> To be done
(a) In the forum thread about getting the n words before a character position in a string, which Python module does the first reply import?
(b) Pick up the forum thread on getting the words before a character position right after its final line.

> Source excerpt
+-------+

I am given a string and a character position in that string. I want to get the n words before that position in a way that it does not include the last word if the character positon is in the middle of a word
text = 'the house is big the house is big the house is big'
char_nr = 19
list_of_words_before = text[:char_nr-1].split()
print(list_of_words_before) # we see that the string is splited in "the" I dont want hence the t in the list
nr_words = 3
if nr_words >len(list_of_words_before):
nr_words = len(list_of_words_before)
list_of_words_before[-nr_words:]
this gives:
['the', 'house', 'is', 'big', 't']
['is', 'big', 't']
but actually what I really want is ['house', 'is','big'] since t is just part of a word.
How would you make sure in the first place to divide by a space between words? Is any other solution?
CodePudding user response:
Using regex:
>>> import re
>>> text = 'the house is big the house is big the house is big'
>>> result = re.match(r".{0,18}\b", text).group(0).split()
>>> result
['the', 'house', 'is', 'big']
>>> result[-3:]
['house', 'is', 'big']
Explanation:
.
any character{0,18}
match the preceding (.
) 0 to 18 times, as many as possible\b
the match ends in a beginning or ending of a word, so we don't get partial words
CodePudding user response:
Maybe something like this:
text = 'the house is big the house is big the house is big'
char_nr = 19
list_of_words_before = text[:char_nr - 1]
splitted = list_of_words_before.split()
if list_of_words_before[-1] != ' ':
splitted = splitted[:-1]
nr_words = 3
print(splitted[-nr_words:])
Output:
['house', 'is', 'big']
CodePudding user response:
You can check the character at char_nr
and if it's a non-word character then the splitting was correct, otherwise you need to remove the last item from the list. Assuming that " "
is the only character that can occur between words:
if text[char_nr] != " ":
list_of_words_before = list_of_words_before[:-1]
CodePudding user response:
I think this is what you're looking for:
def get_n_words(text, char_nr, nr_words):
if text[char_nr-1] == " ":
list_of_words_before = text[:char_nr-1].split()

+-------+

> Extracted records
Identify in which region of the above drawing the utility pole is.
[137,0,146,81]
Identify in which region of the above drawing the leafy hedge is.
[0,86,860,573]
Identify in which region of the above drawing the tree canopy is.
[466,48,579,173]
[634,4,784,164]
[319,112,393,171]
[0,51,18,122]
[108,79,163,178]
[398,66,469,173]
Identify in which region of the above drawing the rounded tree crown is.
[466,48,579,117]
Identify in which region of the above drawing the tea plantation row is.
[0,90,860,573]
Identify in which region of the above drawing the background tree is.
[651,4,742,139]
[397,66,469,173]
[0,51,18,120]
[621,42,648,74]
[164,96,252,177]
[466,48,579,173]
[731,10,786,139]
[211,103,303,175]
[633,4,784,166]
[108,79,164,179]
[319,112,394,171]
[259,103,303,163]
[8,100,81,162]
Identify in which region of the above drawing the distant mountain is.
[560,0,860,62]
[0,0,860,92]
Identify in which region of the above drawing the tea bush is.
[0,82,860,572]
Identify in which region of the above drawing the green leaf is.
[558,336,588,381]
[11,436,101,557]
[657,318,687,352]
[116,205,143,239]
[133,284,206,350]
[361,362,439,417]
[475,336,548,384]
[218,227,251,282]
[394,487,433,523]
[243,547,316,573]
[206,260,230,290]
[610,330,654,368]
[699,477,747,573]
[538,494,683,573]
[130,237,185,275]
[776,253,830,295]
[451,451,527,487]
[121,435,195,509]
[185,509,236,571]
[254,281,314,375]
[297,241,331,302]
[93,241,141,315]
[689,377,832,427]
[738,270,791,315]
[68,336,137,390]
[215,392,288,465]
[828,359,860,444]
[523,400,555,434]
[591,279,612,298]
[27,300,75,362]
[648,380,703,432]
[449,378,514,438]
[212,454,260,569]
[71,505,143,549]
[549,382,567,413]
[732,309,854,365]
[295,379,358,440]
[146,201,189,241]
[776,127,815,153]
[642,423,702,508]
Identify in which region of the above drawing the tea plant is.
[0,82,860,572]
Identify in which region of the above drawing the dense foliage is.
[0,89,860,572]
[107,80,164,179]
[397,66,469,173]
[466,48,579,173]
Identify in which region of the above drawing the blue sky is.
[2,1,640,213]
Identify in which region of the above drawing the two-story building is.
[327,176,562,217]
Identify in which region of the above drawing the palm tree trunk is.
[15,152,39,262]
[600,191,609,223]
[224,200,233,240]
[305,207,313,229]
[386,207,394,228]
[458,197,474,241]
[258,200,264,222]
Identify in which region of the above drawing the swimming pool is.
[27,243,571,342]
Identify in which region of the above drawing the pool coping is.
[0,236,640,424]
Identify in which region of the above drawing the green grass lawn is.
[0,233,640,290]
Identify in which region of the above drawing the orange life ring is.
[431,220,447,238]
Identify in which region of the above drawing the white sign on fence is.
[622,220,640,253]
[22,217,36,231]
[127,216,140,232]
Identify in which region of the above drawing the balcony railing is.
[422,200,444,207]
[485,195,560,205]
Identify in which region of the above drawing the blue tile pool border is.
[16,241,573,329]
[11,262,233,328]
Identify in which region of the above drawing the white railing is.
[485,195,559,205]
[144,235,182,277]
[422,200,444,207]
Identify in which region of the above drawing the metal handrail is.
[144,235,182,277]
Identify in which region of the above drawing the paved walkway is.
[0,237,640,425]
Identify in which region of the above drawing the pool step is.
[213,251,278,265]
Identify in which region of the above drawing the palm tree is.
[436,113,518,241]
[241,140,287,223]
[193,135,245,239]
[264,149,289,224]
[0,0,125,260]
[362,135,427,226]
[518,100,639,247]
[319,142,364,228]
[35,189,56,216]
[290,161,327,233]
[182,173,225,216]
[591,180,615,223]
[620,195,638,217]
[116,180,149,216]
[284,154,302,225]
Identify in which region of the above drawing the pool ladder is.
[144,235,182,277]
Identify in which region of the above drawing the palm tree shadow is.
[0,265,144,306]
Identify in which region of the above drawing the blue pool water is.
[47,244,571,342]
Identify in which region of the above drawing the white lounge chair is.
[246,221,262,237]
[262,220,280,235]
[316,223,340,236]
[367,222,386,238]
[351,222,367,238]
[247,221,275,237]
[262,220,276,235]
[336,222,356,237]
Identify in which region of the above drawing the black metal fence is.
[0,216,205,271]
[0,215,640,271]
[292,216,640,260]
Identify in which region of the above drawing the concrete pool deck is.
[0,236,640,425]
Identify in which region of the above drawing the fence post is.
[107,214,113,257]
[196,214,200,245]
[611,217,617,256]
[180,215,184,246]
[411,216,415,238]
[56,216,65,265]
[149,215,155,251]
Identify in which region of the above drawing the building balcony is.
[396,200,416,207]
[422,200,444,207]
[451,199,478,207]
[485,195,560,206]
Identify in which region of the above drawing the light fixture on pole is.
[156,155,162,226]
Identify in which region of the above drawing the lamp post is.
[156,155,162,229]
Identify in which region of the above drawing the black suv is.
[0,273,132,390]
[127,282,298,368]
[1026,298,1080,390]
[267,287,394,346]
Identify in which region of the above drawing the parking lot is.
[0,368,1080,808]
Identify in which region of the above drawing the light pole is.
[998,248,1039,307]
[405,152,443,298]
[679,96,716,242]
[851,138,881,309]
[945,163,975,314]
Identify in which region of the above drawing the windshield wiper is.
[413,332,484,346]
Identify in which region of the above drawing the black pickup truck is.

+-------+

> Task-by-task answers
(a) The `re` module.

(b)
else:
list_of_words_before = text[:char_nr-1].split()[:-1]
print(list_of_words_before)
if nr_words >len(list_of_words_before):
nr_words = len(list_of_words_before)
print(list_of_words_before[-nr_words:])
text_1 = 'the house is big the house is big the house is big'
text_2 = 'the house is big a house is big the house is big'
print("Last word truncated:")
get_n_words(text_1, 19, 3)
print("\nLast word not truncated:")
get_n_words(text_2, 19, 3)
That has the following output:
Last word truncated:
['the', 'house', 'is', 'big']
['house', 'is', 'big']
Last word not truncated:
['the', 'house', 'is', 'big', 'a']
['is', 'big', 'a']
CodePudding user response:
You might use a pattern starting the match with a non whitespace character using \S
and then match 0-18 times any character using .{0,18}
while asserting not a non whitespace character to the right using a negative lookahead (?!\S)
\S.{0,18}(?!\S)
import re
text = 'the house is big the house is big the house is big'
char_nr = 19
pattern = rf"\S.{{0,{char_nr - 1}}}(?!\S)"
strings = re.findall(pattern, text)
print(strings)
list_of_words_before = strings[1].split()
print(list_of_words_before)
nr_words = 3
lenOfWordsBefore = len(list_of_words_before)
if nr_words > lenOfWordsBefore:
nr_words = lenOfWordsBefore
print(list_of_words_before[-nr_words:])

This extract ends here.